# Why are Auto Trail body panels construcrted so badly!



## oldmokey

Why so many problems see these two links below in Auto Trail section.

*Be warned check and check again before you buy and Auto Trail. *

"To all MotorHome owners Stress Fractures in Autotrail Roof"

"Crack in side of the van - Resovled satisfactorily."


----------



## SaddleTramp

I don't think it is JUST Autotrail.

If you look at ANY manufacturer with the quantity of unit's sold that Autotrail has you will find complaints of various types.


----------



## Zebedee

I vaguely recall something about AutoTrail having had problems with whoever did their GRP layups for them.

I think the problems lasted only for a short time before they gave their suppliers the sack, and things are OK again now.

Note the phrase "_I think_!". If I have maligned anyone it is unintentional.

Dave


----------



## rayrecrok

Hi.

Maybe it is all motor homes now the trend has gone over to full fibreglass body shells instead of the old coach built aluminium ones.

Its progress! :roll: allegedly..


----------



## Annsman

I've had my Cheyenne for two years now and it performs exactly as I think it should. It even goes backwards with out complaint! I've done 15,500 miles in it all over Europe and the UK and apart from some problems early doors, that have appeared on this website on other makes forums, that were repaired/replaced without a quibble by my dealer and Autotrail, it's been a joy to own.

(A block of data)
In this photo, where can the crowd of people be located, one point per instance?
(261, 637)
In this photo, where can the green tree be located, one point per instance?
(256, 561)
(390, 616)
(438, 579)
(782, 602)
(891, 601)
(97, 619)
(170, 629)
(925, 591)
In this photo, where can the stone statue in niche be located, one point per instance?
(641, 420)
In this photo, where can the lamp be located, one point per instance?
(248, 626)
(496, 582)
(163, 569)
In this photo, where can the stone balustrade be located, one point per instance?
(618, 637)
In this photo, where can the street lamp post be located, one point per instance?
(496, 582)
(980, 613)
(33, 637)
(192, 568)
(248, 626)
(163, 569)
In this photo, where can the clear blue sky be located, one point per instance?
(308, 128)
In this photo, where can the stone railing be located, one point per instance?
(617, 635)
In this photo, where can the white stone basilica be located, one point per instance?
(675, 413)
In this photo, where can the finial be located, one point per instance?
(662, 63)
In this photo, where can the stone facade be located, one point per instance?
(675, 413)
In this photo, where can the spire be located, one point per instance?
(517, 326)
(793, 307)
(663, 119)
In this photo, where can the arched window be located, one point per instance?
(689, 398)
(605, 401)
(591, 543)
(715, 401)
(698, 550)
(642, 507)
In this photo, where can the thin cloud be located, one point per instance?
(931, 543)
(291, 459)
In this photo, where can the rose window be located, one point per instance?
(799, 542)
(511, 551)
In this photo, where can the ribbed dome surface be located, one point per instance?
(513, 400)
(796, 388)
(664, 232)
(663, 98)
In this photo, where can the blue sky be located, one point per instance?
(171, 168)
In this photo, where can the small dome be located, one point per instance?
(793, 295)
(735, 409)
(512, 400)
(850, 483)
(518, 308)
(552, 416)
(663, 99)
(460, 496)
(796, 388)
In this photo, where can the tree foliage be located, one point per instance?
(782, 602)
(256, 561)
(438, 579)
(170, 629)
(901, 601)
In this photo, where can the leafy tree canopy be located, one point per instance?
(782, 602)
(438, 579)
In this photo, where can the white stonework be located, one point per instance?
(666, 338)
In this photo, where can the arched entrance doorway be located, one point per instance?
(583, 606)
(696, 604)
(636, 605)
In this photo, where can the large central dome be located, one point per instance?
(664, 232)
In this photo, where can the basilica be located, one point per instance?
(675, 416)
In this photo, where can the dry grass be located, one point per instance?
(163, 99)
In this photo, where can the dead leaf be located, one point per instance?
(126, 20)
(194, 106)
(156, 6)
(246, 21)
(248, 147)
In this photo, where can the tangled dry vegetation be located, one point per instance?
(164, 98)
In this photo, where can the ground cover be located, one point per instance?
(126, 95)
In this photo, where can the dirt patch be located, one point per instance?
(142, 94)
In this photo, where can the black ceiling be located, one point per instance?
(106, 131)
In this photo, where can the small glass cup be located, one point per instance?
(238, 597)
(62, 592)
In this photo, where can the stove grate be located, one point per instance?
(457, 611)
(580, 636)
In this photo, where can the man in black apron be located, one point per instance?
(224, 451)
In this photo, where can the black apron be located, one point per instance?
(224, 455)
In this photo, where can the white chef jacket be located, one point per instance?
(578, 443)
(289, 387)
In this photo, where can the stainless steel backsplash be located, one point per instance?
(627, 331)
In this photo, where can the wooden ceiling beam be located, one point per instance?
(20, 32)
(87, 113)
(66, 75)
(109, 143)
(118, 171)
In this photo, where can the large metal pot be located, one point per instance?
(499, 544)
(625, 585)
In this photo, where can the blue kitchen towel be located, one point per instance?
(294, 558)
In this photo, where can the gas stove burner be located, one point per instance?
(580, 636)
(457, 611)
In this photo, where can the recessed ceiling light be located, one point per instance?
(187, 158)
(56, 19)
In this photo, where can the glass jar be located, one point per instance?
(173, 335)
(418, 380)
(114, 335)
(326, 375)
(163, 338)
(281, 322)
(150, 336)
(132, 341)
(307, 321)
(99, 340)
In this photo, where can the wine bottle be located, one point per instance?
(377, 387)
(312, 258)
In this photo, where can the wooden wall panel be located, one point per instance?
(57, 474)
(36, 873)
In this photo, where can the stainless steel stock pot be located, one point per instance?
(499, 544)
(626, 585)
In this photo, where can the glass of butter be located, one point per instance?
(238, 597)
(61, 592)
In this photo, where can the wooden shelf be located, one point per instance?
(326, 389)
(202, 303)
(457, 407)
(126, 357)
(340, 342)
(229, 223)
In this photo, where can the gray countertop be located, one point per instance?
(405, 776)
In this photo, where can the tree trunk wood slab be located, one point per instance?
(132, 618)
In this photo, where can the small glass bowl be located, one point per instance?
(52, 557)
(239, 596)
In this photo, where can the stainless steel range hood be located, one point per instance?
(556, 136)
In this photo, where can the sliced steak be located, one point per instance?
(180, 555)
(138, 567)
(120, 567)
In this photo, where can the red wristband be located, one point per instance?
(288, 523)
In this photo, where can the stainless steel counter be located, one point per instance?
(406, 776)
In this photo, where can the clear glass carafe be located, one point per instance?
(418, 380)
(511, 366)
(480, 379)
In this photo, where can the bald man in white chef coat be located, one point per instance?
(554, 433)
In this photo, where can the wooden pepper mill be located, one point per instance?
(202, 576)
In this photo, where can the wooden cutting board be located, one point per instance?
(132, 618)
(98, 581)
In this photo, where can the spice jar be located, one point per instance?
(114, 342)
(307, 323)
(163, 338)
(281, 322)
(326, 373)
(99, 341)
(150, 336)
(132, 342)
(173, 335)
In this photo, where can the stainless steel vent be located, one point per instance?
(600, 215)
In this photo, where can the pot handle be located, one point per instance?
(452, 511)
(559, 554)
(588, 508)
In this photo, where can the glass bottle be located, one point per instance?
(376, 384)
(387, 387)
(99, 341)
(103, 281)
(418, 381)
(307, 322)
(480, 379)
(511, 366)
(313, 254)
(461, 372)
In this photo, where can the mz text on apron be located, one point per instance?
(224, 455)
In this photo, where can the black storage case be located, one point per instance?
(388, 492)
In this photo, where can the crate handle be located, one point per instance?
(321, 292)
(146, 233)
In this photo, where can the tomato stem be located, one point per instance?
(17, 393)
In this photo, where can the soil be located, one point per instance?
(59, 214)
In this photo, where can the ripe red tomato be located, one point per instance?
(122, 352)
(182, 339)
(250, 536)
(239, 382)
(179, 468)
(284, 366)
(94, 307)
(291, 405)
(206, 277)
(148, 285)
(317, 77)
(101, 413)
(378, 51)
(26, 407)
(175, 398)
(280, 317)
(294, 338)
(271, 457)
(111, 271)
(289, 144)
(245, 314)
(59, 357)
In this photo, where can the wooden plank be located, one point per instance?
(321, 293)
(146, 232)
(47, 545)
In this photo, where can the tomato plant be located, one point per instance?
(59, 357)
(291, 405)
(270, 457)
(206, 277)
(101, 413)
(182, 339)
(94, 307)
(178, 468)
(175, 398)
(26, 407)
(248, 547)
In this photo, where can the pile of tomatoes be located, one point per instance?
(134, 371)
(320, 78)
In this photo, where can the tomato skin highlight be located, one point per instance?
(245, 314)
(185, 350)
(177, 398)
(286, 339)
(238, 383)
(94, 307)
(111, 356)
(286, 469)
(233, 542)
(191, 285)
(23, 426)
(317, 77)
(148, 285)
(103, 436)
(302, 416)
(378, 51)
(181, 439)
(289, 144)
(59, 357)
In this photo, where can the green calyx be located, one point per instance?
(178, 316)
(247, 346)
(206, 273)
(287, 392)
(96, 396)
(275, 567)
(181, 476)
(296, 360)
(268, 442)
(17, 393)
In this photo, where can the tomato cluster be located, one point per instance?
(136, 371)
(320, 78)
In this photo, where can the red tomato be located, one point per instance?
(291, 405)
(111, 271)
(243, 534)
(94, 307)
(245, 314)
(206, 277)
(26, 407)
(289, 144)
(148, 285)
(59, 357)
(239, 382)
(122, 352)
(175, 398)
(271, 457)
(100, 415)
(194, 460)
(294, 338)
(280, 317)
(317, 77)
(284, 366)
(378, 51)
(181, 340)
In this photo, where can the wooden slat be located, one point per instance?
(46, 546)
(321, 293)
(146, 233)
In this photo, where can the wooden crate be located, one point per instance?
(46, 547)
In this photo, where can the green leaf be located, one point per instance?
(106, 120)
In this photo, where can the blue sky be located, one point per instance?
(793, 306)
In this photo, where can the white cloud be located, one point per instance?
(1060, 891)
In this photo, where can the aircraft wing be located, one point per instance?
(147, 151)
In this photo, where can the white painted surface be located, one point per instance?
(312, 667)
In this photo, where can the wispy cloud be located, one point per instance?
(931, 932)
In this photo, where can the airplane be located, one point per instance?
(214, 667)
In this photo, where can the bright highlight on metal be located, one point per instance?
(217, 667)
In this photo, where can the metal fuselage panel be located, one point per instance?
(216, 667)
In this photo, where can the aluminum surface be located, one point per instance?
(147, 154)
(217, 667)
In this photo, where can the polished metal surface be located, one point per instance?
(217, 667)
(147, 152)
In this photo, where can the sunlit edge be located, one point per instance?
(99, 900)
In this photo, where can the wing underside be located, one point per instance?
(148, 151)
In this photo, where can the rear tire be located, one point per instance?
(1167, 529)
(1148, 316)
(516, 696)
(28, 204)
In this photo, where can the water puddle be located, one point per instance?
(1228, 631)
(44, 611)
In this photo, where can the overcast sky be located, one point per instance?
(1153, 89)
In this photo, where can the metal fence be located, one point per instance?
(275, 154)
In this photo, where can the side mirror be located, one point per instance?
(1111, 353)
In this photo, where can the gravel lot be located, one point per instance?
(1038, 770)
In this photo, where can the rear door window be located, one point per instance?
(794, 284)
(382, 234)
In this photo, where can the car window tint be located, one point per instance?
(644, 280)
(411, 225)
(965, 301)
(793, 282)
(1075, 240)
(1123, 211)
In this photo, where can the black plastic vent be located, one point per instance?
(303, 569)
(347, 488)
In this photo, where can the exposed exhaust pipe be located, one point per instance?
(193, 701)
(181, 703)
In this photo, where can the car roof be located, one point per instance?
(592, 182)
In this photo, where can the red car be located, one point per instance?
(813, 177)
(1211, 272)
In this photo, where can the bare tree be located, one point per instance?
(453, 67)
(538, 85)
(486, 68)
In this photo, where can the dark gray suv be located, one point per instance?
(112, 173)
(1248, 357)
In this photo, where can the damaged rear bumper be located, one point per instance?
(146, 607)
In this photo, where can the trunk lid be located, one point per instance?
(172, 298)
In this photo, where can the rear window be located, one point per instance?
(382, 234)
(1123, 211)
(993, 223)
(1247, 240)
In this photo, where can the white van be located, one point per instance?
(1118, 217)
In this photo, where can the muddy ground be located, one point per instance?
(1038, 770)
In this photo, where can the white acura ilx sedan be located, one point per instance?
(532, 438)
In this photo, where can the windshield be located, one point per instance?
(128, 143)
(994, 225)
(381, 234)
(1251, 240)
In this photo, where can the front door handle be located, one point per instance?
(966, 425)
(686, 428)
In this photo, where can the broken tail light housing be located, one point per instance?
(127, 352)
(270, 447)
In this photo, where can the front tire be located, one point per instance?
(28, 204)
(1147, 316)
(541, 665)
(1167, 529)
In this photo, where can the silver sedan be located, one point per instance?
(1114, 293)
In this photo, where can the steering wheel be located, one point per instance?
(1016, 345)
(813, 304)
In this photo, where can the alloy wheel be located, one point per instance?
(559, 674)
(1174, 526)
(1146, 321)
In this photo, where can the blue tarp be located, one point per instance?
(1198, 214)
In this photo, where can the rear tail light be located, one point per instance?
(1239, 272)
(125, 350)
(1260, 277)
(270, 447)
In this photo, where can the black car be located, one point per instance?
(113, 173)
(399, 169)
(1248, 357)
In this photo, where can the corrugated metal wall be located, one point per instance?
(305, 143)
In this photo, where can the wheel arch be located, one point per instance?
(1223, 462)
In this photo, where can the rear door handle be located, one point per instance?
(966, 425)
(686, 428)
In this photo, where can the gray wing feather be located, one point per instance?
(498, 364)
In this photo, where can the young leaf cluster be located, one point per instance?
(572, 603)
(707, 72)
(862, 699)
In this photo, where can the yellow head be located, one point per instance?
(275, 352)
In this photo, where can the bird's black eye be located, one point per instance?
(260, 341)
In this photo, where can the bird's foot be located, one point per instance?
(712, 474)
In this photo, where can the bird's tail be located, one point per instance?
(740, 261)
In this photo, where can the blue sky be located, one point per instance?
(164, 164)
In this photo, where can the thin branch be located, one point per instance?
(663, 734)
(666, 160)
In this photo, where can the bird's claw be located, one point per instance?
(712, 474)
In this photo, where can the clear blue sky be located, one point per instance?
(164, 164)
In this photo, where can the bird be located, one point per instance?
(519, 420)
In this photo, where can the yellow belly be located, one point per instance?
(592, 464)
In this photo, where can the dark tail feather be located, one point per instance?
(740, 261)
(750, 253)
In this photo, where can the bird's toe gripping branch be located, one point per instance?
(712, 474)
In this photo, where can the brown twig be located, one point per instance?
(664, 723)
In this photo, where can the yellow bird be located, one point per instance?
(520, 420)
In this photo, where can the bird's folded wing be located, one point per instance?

• [Work to complete]:
1) According to the Auto Trail thread, how many miles has Annsman driven in the Cheyenne?
2) Quote the Auto Trail thread, starting with "I vaguely recall" and going on through "OK again now.".
The rows have no connection to the Auto Trail thread.

• [Solved tasks]:
1) 15,500 miles

2)
I vaguely recall something about AutoTrail having had problems with whoever did their GRP layups for them.

I think the problems lasted only for a short time before they gave their suppliers the sack, and things are OK again now.